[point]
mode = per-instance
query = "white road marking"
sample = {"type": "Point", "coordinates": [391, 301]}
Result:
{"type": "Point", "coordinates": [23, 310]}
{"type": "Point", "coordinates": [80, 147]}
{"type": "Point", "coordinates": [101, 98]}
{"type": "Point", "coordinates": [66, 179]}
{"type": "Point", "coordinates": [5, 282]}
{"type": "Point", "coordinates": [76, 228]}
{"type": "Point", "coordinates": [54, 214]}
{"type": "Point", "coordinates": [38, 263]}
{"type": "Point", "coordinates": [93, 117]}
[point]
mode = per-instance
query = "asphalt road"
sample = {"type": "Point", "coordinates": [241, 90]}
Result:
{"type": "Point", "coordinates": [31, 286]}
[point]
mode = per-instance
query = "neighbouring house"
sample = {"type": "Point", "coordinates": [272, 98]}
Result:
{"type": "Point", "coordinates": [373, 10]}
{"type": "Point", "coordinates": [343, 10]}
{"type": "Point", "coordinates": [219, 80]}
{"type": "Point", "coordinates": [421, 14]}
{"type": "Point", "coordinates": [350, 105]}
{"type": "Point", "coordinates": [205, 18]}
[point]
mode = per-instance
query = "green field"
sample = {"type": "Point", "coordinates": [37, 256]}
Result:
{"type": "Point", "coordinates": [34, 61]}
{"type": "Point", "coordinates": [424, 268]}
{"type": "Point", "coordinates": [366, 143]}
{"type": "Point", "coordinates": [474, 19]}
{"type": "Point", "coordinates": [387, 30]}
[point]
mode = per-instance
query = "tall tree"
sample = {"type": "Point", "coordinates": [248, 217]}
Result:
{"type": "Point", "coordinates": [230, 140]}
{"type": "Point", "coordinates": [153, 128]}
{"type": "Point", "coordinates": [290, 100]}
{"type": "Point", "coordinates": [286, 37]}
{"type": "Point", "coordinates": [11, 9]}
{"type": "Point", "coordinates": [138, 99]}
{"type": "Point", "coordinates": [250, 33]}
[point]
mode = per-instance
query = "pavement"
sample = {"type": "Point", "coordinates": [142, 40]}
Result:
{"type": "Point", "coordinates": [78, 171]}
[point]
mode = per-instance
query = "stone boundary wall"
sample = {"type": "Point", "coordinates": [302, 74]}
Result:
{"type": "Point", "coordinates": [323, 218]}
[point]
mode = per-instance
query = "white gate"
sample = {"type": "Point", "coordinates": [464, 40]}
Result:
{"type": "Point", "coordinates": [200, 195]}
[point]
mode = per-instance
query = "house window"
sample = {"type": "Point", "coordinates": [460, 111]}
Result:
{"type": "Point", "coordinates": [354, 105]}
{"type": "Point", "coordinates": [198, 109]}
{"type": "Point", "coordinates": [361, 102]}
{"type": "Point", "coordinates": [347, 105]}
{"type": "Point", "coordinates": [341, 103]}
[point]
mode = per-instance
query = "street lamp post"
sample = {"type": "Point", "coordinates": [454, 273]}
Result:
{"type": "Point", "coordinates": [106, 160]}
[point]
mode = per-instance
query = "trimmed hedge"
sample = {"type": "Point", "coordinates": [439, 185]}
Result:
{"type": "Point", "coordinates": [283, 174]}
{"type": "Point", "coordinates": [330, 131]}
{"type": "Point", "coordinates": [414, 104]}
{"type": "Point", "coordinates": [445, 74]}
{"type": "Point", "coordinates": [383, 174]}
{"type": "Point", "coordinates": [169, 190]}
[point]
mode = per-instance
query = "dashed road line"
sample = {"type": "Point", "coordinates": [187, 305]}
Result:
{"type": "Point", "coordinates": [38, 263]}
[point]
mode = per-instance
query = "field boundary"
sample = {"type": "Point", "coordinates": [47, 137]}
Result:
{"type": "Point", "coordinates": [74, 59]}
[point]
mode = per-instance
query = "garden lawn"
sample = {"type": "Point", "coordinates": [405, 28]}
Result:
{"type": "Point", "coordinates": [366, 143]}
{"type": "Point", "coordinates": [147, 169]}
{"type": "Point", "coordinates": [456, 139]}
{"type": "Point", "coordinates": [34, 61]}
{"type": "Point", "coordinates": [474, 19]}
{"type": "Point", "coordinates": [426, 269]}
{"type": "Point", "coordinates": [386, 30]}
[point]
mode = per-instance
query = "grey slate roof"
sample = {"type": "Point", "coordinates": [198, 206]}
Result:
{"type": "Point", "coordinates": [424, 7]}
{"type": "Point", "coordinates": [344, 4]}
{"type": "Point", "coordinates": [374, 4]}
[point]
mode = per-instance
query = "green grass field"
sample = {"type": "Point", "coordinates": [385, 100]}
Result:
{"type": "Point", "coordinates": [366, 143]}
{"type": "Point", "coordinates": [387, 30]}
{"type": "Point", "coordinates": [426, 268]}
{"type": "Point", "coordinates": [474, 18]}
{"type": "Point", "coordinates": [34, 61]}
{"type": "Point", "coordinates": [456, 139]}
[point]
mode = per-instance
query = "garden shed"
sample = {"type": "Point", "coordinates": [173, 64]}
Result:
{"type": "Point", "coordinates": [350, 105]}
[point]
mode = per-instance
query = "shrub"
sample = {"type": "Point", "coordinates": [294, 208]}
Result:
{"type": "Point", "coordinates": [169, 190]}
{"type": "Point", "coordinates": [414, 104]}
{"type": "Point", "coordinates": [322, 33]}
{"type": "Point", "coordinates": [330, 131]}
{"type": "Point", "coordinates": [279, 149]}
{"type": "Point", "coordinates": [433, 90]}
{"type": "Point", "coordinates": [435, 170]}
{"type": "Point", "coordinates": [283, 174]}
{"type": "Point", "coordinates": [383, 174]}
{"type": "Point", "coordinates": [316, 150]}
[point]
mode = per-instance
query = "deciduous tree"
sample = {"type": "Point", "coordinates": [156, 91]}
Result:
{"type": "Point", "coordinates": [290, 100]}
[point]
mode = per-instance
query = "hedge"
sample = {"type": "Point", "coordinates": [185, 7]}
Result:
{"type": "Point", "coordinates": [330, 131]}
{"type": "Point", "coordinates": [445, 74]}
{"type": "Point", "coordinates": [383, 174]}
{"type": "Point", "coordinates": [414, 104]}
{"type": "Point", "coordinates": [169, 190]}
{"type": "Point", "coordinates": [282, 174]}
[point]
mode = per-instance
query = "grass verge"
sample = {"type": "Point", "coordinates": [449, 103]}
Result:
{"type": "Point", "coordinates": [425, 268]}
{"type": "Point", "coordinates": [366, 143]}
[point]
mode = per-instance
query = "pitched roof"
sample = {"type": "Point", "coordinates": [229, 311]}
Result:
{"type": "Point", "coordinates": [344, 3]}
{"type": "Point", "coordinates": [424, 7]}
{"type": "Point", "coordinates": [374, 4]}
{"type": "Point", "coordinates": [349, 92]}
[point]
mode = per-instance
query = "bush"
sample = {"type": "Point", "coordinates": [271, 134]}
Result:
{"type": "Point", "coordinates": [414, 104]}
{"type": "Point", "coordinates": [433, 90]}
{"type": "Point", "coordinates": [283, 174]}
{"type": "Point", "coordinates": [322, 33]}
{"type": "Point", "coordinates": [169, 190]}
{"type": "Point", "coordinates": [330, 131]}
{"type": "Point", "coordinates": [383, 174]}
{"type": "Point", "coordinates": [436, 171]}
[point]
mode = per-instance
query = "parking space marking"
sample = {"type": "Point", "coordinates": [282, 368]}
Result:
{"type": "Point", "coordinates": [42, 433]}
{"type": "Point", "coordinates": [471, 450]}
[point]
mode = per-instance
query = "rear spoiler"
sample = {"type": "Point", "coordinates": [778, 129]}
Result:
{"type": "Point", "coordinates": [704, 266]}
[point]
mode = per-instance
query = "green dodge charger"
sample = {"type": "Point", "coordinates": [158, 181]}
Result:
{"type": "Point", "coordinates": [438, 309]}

Task item: Only the lines that contain the string "white" are to be copied from the records.

Answer:
query = "white road marking"
query = "white gate"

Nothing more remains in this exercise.